■ Given problem
Update the lines running from the line that contains "point: grass ->" through the end of the lines by replacing "keypoint" with "marker". Keep everything else the same.

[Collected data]
________________
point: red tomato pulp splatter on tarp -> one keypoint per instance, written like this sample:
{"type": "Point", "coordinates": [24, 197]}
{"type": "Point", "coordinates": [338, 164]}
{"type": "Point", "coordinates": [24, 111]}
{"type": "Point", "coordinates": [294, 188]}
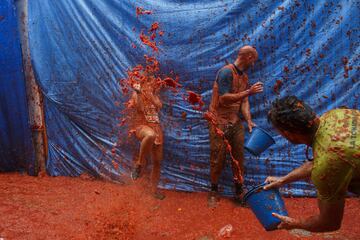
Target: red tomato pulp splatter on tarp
{"type": "Point", "coordinates": [195, 99]}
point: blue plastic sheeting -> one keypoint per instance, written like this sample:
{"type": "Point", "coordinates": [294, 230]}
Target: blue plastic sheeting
{"type": "Point", "coordinates": [16, 153]}
{"type": "Point", "coordinates": [80, 48]}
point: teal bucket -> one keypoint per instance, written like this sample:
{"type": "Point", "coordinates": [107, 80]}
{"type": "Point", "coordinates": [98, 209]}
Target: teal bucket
{"type": "Point", "coordinates": [259, 141]}
{"type": "Point", "coordinates": [265, 202]}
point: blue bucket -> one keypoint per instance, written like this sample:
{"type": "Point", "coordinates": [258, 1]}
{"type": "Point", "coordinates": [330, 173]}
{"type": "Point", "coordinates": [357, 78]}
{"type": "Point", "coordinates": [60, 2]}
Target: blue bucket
{"type": "Point", "coordinates": [259, 141]}
{"type": "Point", "coordinates": [265, 202]}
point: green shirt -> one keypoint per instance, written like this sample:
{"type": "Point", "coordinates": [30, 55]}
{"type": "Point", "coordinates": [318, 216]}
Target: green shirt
{"type": "Point", "coordinates": [336, 149]}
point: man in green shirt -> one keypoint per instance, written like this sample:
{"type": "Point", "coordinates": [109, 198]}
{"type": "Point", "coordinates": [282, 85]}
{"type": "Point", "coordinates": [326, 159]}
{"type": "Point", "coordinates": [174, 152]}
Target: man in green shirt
{"type": "Point", "coordinates": [335, 169]}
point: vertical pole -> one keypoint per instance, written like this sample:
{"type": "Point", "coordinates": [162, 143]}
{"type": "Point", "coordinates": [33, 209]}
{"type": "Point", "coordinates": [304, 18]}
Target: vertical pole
{"type": "Point", "coordinates": [34, 95]}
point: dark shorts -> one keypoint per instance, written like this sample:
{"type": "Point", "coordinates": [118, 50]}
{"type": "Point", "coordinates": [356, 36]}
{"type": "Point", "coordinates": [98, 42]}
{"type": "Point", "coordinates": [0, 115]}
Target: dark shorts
{"type": "Point", "coordinates": [234, 133]}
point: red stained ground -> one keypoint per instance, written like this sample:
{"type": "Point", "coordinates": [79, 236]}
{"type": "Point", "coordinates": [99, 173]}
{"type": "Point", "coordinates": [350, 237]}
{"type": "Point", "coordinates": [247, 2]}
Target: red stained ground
{"type": "Point", "coordinates": [82, 208]}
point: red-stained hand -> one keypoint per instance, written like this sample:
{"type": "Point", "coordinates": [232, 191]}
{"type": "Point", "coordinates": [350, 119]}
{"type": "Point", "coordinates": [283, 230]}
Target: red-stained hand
{"type": "Point", "coordinates": [251, 124]}
{"type": "Point", "coordinates": [273, 182]}
{"type": "Point", "coordinates": [287, 223]}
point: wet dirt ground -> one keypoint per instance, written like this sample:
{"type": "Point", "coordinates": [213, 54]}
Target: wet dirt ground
{"type": "Point", "coordinates": [84, 208]}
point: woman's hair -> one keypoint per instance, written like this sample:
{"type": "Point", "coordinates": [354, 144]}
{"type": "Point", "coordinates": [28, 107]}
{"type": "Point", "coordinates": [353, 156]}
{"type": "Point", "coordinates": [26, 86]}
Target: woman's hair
{"type": "Point", "coordinates": [293, 115]}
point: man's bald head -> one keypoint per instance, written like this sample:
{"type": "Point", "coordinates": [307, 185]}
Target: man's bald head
{"type": "Point", "coordinates": [248, 50]}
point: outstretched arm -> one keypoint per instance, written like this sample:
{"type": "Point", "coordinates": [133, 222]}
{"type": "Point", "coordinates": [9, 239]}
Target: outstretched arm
{"type": "Point", "coordinates": [302, 172]}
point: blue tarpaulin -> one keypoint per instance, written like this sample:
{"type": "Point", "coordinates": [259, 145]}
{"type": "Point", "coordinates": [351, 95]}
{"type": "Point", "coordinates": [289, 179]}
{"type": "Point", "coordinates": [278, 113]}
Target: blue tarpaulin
{"type": "Point", "coordinates": [81, 48]}
{"type": "Point", "coordinates": [16, 153]}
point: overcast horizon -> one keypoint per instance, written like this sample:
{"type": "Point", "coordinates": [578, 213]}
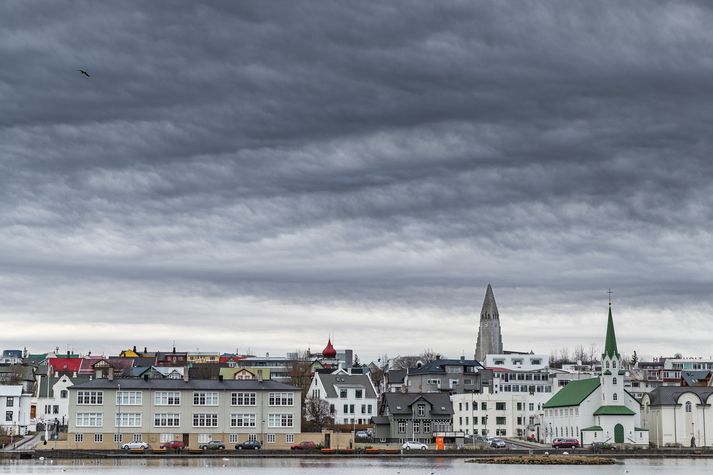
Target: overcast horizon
{"type": "Point", "coordinates": [262, 175]}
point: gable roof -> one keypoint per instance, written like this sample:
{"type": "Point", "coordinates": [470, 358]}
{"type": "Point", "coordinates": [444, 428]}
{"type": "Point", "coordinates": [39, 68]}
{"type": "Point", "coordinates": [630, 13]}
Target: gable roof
{"type": "Point", "coordinates": [573, 394]}
{"type": "Point", "coordinates": [614, 411]}
{"type": "Point", "coordinates": [401, 403]}
{"type": "Point", "coordinates": [329, 381]}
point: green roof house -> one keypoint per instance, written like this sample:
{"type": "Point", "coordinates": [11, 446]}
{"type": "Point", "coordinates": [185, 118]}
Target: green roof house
{"type": "Point", "coordinates": [597, 409]}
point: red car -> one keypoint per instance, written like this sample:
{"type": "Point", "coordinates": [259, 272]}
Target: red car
{"type": "Point", "coordinates": [176, 445]}
{"type": "Point", "coordinates": [306, 445]}
{"type": "Point", "coordinates": [563, 443]}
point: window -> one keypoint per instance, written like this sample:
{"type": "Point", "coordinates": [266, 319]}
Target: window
{"type": "Point", "coordinates": [205, 399]}
{"type": "Point", "coordinates": [243, 420]}
{"type": "Point", "coordinates": [167, 398]}
{"type": "Point", "coordinates": [243, 399]}
{"type": "Point", "coordinates": [281, 399]}
{"type": "Point", "coordinates": [90, 398]}
{"type": "Point", "coordinates": [166, 420]}
{"type": "Point", "coordinates": [128, 398]}
{"type": "Point", "coordinates": [205, 420]}
{"type": "Point", "coordinates": [89, 419]}
{"type": "Point", "coordinates": [128, 419]}
{"type": "Point", "coordinates": [279, 420]}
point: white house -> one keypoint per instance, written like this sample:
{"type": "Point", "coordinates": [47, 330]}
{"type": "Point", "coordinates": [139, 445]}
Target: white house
{"type": "Point", "coordinates": [351, 397]}
{"type": "Point", "coordinates": [15, 408]}
{"type": "Point", "coordinates": [679, 416]}
{"type": "Point", "coordinates": [597, 409]}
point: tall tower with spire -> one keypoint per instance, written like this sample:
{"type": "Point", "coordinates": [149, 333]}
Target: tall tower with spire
{"type": "Point", "coordinates": [490, 340]}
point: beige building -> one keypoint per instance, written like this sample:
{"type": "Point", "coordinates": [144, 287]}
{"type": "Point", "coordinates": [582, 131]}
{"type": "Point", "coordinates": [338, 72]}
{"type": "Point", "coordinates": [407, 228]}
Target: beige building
{"type": "Point", "coordinates": [106, 413]}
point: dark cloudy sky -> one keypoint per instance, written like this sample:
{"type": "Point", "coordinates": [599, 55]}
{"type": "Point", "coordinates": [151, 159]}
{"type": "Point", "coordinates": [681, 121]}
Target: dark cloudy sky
{"type": "Point", "coordinates": [256, 175]}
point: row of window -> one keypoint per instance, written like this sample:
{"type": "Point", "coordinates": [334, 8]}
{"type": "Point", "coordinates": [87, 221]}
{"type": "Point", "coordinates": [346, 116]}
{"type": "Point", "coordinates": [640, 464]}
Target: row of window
{"type": "Point", "coordinates": [173, 398]}
{"type": "Point", "coordinates": [202, 438]}
{"type": "Point", "coordinates": [130, 419]}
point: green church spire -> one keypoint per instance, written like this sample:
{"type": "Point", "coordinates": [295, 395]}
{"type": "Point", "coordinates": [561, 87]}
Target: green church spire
{"type": "Point", "coordinates": [610, 349]}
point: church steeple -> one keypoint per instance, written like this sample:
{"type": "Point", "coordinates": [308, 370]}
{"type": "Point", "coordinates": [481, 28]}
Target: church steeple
{"type": "Point", "coordinates": [610, 349]}
{"type": "Point", "coordinates": [490, 340]}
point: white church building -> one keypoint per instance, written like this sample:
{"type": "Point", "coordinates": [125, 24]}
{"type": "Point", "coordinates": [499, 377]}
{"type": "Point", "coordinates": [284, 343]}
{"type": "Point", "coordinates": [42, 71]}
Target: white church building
{"type": "Point", "coordinates": [597, 409]}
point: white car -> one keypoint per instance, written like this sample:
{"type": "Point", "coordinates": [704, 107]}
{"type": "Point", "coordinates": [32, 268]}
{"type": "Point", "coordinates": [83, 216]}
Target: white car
{"type": "Point", "coordinates": [414, 445]}
{"type": "Point", "coordinates": [135, 445]}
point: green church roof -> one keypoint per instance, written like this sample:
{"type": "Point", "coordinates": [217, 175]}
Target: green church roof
{"type": "Point", "coordinates": [610, 349]}
{"type": "Point", "coordinates": [614, 411]}
{"type": "Point", "coordinates": [573, 394]}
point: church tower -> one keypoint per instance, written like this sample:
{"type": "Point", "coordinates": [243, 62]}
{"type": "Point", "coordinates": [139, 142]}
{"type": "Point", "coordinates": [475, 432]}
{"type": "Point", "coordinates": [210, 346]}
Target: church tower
{"type": "Point", "coordinates": [490, 341]}
{"type": "Point", "coordinates": [612, 377]}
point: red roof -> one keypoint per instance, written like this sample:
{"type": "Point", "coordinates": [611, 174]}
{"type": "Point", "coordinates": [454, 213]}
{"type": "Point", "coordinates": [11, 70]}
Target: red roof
{"type": "Point", "coordinates": [329, 351]}
{"type": "Point", "coordinates": [65, 364]}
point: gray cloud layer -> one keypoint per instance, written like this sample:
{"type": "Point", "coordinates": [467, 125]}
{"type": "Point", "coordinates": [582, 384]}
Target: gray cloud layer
{"type": "Point", "coordinates": [285, 169]}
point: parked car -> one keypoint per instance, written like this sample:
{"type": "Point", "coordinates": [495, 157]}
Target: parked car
{"type": "Point", "coordinates": [213, 445]}
{"type": "Point", "coordinates": [248, 445]}
{"type": "Point", "coordinates": [498, 444]}
{"type": "Point", "coordinates": [135, 446]}
{"type": "Point", "coordinates": [176, 445]}
{"type": "Point", "coordinates": [565, 443]}
{"type": "Point", "coordinates": [304, 445]}
{"type": "Point", "coordinates": [414, 445]}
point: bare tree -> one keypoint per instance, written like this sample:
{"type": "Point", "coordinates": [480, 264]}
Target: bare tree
{"type": "Point", "coordinates": [318, 414]}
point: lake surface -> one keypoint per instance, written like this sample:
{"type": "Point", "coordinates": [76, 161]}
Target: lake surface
{"type": "Point", "coordinates": [391, 466]}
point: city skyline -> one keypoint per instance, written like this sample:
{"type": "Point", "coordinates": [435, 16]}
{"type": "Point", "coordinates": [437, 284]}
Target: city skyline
{"type": "Point", "coordinates": [265, 175]}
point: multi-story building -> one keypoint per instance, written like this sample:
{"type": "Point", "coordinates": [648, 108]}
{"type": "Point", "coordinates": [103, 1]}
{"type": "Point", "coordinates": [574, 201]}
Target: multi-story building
{"type": "Point", "coordinates": [449, 376]}
{"type": "Point", "coordinates": [351, 397]}
{"type": "Point", "coordinates": [15, 406]}
{"type": "Point", "coordinates": [103, 413]}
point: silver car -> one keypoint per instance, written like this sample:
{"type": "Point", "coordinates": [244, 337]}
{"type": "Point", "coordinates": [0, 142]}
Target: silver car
{"type": "Point", "coordinates": [135, 446]}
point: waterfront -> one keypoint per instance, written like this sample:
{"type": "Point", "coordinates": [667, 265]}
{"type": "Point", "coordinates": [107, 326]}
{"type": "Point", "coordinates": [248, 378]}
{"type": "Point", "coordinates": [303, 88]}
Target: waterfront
{"type": "Point", "coordinates": [390, 466]}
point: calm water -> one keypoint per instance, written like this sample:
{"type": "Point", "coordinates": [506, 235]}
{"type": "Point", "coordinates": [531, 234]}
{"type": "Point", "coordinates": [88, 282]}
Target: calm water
{"type": "Point", "coordinates": [434, 466]}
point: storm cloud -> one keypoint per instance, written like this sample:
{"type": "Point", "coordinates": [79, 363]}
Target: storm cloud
{"type": "Point", "coordinates": [256, 175]}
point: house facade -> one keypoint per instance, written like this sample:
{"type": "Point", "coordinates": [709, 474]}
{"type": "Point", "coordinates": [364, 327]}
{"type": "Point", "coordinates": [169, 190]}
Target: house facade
{"type": "Point", "coordinates": [352, 397]}
{"type": "Point", "coordinates": [103, 413]}
{"type": "Point", "coordinates": [414, 416]}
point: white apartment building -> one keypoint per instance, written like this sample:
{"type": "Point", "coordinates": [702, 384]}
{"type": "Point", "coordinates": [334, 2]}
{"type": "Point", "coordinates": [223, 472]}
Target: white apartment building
{"type": "Point", "coordinates": [15, 408]}
{"type": "Point", "coordinates": [103, 413]}
{"type": "Point", "coordinates": [352, 397]}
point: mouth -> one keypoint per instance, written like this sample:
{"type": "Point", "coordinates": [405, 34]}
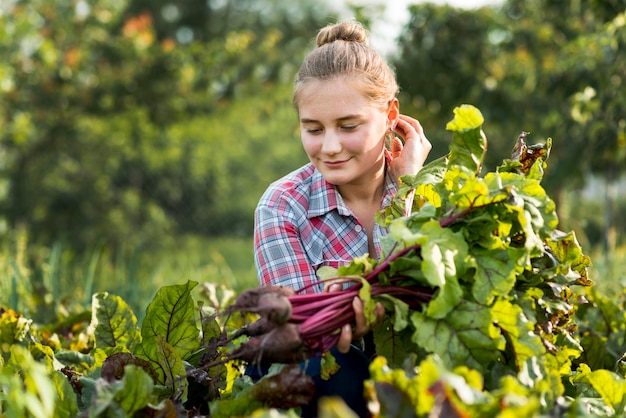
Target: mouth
{"type": "Point", "coordinates": [336, 164]}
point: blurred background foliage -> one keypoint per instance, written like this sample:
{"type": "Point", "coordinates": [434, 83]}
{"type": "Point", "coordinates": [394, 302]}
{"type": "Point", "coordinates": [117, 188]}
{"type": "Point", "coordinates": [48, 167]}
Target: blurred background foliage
{"type": "Point", "coordinates": [136, 136]}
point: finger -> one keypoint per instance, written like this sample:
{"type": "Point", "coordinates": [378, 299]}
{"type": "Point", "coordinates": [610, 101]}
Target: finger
{"type": "Point", "coordinates": [333, 287]}
{"type": "Point", "coordinates": [345, 339]}
{"type": "Point", "coordinates": [379, 311]}
{"type": "Point", "coordinates": [396, 147]}
{"type": "Point", "coordinates": [361, 328]}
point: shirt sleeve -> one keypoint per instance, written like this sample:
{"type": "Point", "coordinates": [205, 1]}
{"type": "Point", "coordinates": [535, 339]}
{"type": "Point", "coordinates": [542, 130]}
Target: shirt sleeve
{"type": "Point", "coordinates": [279, 255]}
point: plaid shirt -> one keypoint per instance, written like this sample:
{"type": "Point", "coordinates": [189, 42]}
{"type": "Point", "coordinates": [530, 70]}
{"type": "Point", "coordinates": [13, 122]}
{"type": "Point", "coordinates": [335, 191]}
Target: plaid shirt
{"type": "Point", "coordinates": [302, 223]}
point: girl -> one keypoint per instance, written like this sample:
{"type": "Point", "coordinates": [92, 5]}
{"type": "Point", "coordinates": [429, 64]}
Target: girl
{"type": "Point", "coordinates": [323, 213]}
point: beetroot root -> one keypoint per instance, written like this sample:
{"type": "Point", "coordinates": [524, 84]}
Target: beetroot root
{"type": "Point", "coordinates": [270, 302]}
{"type": "Point", "coordinates": [282, 344]}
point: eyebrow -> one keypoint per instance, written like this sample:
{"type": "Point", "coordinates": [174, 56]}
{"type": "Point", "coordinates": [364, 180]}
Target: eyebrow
{"type": "Point", "coordinates": [341, 119]}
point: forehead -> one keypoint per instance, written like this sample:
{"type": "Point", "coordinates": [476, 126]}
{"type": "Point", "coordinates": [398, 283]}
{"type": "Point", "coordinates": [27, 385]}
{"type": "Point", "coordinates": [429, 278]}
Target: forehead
{"type": "Point", "coordinates": [332, 98]}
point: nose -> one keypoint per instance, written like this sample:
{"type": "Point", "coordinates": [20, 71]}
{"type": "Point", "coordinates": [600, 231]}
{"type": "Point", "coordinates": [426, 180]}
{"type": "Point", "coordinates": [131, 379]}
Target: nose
{"type": "Point", "coordinates": [331, 144]}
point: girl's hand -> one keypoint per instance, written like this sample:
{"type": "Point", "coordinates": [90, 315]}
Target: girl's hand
{"type": "Point", "coordinates": [350, 333]}
{"type": "Point", "coordinates": [410, 157]}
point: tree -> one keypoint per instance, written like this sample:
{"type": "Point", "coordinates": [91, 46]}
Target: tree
{"type": "Point", "coordinates": [549, 67]}
{"type": "Point", "coordinates": [98, 105]}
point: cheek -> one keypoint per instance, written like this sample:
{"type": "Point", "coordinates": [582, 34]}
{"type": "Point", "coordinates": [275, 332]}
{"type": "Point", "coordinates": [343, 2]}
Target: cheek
{"type": "Point", "coordinates": [310, 145]}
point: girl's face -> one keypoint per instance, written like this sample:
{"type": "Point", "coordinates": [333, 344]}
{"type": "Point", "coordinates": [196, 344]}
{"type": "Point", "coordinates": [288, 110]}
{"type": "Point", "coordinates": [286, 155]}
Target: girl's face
{"type": "Point", "coordinates": [342, 132]}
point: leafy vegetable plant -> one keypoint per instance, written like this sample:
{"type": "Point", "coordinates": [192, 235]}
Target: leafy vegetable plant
{"type": "Point", "coordinates": [481, 288]}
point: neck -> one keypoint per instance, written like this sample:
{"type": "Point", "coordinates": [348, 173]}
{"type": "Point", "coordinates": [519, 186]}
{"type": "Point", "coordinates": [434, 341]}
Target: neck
{"type": "Point", "coordinates": [365, 191]}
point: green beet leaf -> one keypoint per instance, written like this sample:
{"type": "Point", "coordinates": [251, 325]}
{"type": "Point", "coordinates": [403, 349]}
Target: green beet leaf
{"type": "Point", "coordinates": [469, 143]}
{"type": "Point", "coordinates": [167, 364]}
{"type": "Point", "coordinates": [113, 323]}
{"type": "Point", "coordinates": [171, 316]}
{"type": "Point", "coordinates": [467, 336]}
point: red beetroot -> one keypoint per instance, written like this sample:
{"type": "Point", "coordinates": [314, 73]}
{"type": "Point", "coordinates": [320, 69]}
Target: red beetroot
{"type": "Point", "coordinates": [281, 345]}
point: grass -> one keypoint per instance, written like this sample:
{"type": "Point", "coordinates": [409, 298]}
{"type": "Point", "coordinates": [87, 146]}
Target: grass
{"type": "Point", "coordinates": [47, 284]}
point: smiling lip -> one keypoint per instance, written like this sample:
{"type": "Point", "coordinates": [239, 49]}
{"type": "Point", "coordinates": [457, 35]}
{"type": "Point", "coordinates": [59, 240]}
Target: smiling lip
{"type": "Point", "coordinates": [335, 164]}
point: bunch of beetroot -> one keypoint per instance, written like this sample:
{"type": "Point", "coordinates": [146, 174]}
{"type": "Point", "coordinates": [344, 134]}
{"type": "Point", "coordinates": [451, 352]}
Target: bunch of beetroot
{"type": "Point", "coordinates": [293, 326]}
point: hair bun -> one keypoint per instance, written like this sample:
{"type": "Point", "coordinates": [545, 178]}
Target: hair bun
{"type": "Point", "coordinates": [344, 31]}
________________
■ Answer to this exercise
point: grass -> one marker per instance, written like this sample:
{"type": "Point", "coordinates": [409, 298]}
{"type": "Point", "coordinates": [87, 146]}
Target: grass
{"type": "Point", "coordinates": [47, 284]}
point: smiling lip -> one marker per instance, written like this sample:
{"type": "Point", "coordinates": [239, 49]}
{"type": "Point", "coordinates": [457, 35]}
{"type": "Point", "coordinates": [59, 240]}
Target: smiling lip
{"type": "Point", "coordinates": [335, 164]}
point: bunch of beetroot -> one marker per instance, written like this sample:
{"type": "Point", "coordinates": [146, 174]}
{"type": "Point", "coordinates": [344, 134]}
{"type": "Point", "coordinates": [451, 352]}
Target: bunch of beetroot
{"type": "Point", "coordinates": [293, 326]}
point: hair bun -> one marker per instance, written like this sample:
{"type": "Point", "coordinates": [545, 178]}
Target: hair bun
{"type": "Point", "coordinates": [344, 31]}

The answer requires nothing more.